___ Trecho da página

No artigo seguinte, Marcelo Braz vai discutir a crise brasileira e o processo político que levou à ascensão de um conservadorismo reacionário e ao impeachment de Dilma Rousseff. Vai mostrar a derrota da estratégia de conciliação de classes e como os sujeitos sociais centrais da conjuntura encarnam interesses reais de classes, especialmente aqueles vinculados ao capital financeiro e a seus agentes internos e oferecer elementos para que o leitor entenda os limites da democracia no Brasil e os resultados da política conciliatória da burguesia em nosso país. O autor enfatiza que a derrubada de Dilma e do PT significa mais que um atentado à democracia: significa, para as classes dominantes, que é hora de uma nova hegemonia que crie condições ideais para a reprodução dos interesses capitalistas num cenário novo que substitua a forma hegemônica que até então serviu. Ou seja, se a forma anterior já não é mais eficaz, trata-se de construir um novo bloco de poder para criar as condições ideais. Aproximando-se ainda mais do cenário profissional cotidiano, os dois artigos seguintes vão ressaltar a criminalização das classes subalternas no espaço urbano e as ações profissionais do Serviço Social, de Maria Lúcia Duriguetto, e as lutas autônomas frente ao modelo democrático-popular de contrarrevolução permanente, de Pablo Polese. Duriguetto trata dos processos sócio-históricos de criminalização das classes subalternas e de suas formas político-organizativas no contexto das ofensivas do capital à sua crise. A partir do exposto, evidencia os desafios para o projeto profissional do Serviço Social no espaço das cidades. Polese enfatiza em seu trabalho a tática e estratégia anticapitalista em um contexto de vigência do modelo democrático-popular de gestão dos conflitos sociais. O autor vai concluir que a fragmentação constitui uma condição de nosso tempo histórico. A partir dessa constatação, vai levantar algumas hipóteses de análise acerca do caráter contraditório das soluções postas em prática pela esquerda, em especial depois da revolta popular de junho de 2013.

O artigo de Edistia Maria de Oliveira aborda os 80 anos do Serviço Social brasileiro, tendo como referência os Códigos de Ética, como expressão da dinâmica processual em que a profissão foi concebida e se desenvolveu. O texto tem como finalidade ressaltar a maturidade da profissão, fundamentada no pensamento marxiano e no projeto ético-político profissional, embora reconheça que contraditoriamente ainda existam resquícios de sua origem, marcada pelo neotomismo e por práticas de ajustamento e ajuda social.

______
___ Material

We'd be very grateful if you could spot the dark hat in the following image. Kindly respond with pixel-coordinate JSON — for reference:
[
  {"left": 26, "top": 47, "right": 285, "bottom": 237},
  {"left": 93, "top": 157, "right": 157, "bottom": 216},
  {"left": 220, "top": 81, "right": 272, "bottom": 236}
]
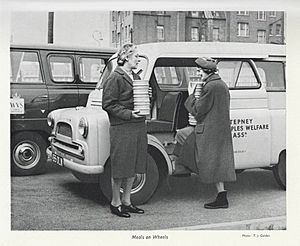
[{"left": 195, "top": 57, "right": 217, "bottom": 70}]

______

## Problemas propostos:
a. Liste todos os autores de artigos mencionados no trecho sobre a crise brasileira e o Serviço Social.
b. Responda com base no trecho:
(i) Segundo o artigo de Marcelo Braz, a derrota de qual estratégia será mostrada?
(ii) Que condição de nosso tempo histórico Pablo Polese vai concluir que existe?
(iii) O artigo de Edistia Maria de Oliveira toma como referência quais documentos?

## Soluções dos problemas:
a.
Marcelo Braz
Maria Lúcia Duriguetto
Pablo Polese
Edistia Maria de Oliveira

b.
(i) A estratégia de conciliação de classes.
(ii) A fragmentação.
(iii) Os Códigos de Ética.